• **PROVIDED RECORDS**:
========
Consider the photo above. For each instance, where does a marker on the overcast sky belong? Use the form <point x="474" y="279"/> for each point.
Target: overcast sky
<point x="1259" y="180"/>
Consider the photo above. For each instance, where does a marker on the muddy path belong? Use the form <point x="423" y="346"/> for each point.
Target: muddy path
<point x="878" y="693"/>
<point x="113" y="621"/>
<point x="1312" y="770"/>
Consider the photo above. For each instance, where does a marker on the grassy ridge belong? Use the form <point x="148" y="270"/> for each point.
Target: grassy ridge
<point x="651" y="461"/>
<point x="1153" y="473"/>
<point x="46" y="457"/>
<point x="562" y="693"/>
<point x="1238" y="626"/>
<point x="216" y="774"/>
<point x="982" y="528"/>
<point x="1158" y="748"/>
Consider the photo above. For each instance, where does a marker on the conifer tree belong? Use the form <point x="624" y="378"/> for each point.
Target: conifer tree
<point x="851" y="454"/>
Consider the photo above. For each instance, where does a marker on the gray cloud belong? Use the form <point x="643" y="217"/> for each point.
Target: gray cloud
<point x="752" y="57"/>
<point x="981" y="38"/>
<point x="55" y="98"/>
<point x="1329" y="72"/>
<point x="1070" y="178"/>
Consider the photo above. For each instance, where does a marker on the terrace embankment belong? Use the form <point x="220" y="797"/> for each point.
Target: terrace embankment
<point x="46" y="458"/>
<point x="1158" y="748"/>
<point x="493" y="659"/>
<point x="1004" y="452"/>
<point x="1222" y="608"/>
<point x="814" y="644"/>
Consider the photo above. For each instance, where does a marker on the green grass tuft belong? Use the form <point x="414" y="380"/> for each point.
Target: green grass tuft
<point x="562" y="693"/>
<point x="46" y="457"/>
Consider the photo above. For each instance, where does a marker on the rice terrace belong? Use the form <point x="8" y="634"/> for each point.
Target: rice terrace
========
• **WHAT IS EXPECTED**:
Where does the word "rice" appear in the listing above? Copy every line that holds it.

• **SOLUTION FOR THIS TASK**:
Consider the photo above. For each instance, where does a marker on the rice terrace belong? Use the form <point x="8" y="634"/> for each point.
Target: rice terrace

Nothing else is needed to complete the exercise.